--- Begin Document excerpt ---

Most Helpful Positive Review
Nov 24, 2006

This was great. I did change the preparation method, however: I tossed all of the vegetable cubes in olive oil and roasted them for about half an hour while I reduced the apple cider & wine. I added the cider-wine glaze to the pans and roasted an additional 15 minutes or so, until the glaze caramelized and any extra liquid had evaporated. I didn't use the butter, since I'd used olive oil for roasting. It looks like a ton when you're making it, but I think the number of servings is pretty accurate.

 
Most Helpful Critical Review
Jan 04, 2006

This was okay. I had something similar to this at someone's home a few years ago and this recipe wasn't as good, but it wasn't bad. I used all the vegetables listed but I added garlic and onion and more carrots. I started roasted them in a little olive oil, fresh rosemary, fresh parsley, salt, and pepper first for about 20 minutes. I didn't use as many of the vegetables as the recipe calls for and I halved the amount of juice and wine. I poured the juice/wine mixture over and then added the butter to the pan after. They roasted for a long time. I didn't care for the rutabagas. The sweet potatoes didn't seem right either. I served this for Christmas dinner along with scalloped potatoes and roast beef. People ate them but I don't think it was a favorite. I'll have to ask my friend what her recipe was. I might try this again with more familar vegetables.

--- End Document excerpt ---

Reproduce the part of the recipe reviews that opens with the words containing "This was okay." and closes with "more familar vegetables.". The items that follow have no connection to the recipe reviews.

--- Begin Record excerpts ---

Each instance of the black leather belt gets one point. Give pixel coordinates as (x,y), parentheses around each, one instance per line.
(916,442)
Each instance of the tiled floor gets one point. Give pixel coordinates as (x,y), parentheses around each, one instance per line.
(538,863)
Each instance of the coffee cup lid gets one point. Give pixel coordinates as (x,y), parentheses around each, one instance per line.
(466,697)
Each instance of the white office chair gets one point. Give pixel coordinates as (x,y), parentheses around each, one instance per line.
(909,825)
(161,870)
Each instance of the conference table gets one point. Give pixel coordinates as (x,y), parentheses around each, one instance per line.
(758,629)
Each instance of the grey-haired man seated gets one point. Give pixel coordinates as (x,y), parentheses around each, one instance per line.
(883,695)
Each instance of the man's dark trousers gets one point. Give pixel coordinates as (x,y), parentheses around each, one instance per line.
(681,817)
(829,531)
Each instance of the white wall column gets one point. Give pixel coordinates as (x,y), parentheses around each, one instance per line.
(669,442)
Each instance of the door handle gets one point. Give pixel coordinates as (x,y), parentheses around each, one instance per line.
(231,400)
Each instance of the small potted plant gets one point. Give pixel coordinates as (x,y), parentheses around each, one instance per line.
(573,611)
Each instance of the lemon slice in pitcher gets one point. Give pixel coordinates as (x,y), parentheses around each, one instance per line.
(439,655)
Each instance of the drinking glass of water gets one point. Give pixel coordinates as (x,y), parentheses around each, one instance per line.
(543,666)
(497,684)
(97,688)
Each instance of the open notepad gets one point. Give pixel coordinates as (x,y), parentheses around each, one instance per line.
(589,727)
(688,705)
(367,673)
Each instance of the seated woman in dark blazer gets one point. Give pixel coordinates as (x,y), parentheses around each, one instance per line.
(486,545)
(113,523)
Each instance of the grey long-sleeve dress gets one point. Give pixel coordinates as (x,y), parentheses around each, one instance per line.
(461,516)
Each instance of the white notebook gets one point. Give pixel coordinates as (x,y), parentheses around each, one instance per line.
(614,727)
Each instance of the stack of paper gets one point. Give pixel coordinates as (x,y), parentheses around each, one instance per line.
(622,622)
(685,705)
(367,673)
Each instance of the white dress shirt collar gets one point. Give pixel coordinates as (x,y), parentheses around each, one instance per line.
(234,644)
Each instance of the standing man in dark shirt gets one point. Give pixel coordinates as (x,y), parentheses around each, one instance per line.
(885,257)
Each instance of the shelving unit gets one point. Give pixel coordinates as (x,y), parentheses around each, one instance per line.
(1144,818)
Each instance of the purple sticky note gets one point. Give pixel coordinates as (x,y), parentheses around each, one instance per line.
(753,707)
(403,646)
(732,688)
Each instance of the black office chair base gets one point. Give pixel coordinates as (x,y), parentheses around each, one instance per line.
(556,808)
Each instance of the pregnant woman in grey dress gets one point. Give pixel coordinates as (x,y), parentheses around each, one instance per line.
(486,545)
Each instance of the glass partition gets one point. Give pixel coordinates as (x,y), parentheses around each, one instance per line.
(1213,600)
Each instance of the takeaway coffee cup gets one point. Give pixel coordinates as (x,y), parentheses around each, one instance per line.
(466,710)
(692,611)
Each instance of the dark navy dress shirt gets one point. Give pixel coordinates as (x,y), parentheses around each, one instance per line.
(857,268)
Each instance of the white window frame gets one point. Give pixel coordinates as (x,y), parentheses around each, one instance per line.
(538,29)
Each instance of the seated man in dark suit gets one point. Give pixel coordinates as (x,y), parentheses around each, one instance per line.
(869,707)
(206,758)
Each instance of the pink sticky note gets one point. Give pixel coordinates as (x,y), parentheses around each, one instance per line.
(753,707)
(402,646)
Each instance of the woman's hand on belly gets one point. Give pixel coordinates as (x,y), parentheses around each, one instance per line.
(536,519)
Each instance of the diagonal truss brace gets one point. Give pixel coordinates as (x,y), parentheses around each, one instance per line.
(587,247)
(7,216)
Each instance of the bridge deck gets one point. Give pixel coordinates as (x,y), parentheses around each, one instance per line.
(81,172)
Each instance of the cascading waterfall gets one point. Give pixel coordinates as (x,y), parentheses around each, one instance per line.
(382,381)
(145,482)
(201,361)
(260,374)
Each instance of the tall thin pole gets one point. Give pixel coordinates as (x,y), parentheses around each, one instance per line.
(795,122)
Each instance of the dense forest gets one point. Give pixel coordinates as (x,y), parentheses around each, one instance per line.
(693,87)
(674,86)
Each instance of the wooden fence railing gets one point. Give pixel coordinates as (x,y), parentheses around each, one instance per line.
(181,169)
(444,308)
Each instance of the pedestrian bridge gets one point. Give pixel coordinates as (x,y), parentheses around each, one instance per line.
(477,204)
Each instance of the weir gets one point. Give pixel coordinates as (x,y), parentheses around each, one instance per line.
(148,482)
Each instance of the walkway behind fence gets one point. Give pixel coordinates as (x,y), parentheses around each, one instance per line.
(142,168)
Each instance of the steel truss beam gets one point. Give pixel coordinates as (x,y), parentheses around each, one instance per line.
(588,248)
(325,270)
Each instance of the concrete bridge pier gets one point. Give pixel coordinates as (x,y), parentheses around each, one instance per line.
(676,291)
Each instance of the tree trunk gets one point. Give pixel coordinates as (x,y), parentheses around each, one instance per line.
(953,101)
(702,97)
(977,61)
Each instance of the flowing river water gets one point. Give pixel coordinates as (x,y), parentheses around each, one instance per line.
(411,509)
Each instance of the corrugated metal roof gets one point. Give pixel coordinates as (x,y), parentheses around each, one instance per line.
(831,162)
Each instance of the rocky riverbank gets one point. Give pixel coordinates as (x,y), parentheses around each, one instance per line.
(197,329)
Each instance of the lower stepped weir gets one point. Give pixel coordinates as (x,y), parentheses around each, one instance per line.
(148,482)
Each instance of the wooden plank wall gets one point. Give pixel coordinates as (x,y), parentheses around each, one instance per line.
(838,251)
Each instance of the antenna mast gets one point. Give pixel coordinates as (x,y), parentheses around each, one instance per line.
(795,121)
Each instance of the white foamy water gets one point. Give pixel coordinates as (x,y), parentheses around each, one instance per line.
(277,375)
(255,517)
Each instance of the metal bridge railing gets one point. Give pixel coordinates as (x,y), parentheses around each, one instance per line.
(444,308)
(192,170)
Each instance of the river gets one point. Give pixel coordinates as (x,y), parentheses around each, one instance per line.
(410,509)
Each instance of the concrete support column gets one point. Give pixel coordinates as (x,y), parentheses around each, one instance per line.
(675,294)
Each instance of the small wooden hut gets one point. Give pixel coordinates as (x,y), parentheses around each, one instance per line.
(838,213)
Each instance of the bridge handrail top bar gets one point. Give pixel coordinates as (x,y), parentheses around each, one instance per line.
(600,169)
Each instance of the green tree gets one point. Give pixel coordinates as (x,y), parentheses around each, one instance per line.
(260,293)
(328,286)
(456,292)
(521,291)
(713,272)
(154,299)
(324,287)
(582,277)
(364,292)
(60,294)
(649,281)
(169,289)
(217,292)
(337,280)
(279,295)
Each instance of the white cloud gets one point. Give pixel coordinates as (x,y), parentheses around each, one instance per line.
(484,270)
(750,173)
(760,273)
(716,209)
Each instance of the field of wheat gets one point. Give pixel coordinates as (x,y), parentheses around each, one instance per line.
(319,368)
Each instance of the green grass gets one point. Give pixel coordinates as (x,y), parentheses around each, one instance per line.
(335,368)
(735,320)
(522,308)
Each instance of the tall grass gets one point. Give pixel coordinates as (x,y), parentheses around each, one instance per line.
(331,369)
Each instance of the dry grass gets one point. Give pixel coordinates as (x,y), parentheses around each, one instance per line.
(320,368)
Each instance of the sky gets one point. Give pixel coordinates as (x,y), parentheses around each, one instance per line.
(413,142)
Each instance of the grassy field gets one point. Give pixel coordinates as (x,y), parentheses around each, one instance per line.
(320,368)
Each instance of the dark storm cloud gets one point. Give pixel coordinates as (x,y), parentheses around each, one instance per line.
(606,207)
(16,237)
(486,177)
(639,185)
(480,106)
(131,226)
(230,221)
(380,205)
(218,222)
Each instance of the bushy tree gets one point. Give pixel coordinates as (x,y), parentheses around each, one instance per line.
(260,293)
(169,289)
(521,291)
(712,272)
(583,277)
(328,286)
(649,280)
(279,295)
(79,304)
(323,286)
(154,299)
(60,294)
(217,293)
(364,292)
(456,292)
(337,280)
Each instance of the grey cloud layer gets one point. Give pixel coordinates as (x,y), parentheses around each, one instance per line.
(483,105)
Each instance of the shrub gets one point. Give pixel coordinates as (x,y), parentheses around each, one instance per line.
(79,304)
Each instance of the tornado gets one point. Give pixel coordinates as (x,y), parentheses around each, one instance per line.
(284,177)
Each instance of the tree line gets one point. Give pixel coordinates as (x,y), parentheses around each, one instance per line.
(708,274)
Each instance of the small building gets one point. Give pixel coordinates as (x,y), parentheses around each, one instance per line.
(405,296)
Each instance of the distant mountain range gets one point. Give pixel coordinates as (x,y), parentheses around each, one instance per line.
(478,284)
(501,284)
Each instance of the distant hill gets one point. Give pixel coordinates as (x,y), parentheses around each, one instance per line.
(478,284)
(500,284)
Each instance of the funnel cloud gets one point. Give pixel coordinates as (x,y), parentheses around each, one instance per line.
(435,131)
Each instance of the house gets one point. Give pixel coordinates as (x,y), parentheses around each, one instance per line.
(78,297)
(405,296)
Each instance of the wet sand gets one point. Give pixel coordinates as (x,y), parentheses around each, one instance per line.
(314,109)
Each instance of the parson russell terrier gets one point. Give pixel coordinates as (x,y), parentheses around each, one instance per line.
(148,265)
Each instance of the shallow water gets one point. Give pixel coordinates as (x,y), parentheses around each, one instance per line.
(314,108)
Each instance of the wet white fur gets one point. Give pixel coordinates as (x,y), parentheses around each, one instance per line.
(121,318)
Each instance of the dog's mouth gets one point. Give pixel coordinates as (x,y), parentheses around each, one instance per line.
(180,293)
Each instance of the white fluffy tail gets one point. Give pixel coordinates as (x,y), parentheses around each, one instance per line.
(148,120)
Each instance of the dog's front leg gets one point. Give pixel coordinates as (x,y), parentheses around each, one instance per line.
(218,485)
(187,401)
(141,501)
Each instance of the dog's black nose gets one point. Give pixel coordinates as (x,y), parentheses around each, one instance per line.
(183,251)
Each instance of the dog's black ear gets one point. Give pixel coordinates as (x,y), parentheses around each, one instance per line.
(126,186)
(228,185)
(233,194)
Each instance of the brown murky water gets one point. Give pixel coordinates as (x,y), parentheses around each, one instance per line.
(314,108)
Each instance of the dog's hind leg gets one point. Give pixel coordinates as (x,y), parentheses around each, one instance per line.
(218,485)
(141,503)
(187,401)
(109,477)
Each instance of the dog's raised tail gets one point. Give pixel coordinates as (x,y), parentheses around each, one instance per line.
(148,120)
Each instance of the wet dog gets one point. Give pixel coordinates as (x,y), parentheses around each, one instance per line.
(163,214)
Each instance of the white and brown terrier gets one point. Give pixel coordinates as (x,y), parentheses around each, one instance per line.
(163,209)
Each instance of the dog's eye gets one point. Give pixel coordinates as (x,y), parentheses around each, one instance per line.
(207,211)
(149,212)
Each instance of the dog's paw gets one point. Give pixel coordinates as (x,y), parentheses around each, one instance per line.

--- End Record excerpts ---

Task output
This was okay. I had something similar to this at someone's home a few years ago and this recipe wasn't as good, but it wasn't bad. I used all the vegetables listed but I added garlic and onion and more carrots. I started roasted them in a little olive oil, fresh rosemary, fresh parsley, salt, and pepper first for about 20 minutes. I didn't use as many of the vegetables as the recipe calls for and I halved the amount of juice and wine. I poured the juice/wine mixture over and then added the butter to the pan after. They roasted for a long time. I didn't care for the rutabagas. The sweet potatoes didn't seem right either. I served this for Christmas dinner along with scalloped potatoes and roast beef. People ate them but I don't think it was a favorite. I'll have to ask my friend what her recipe was. I might try this again with more familar vegetables.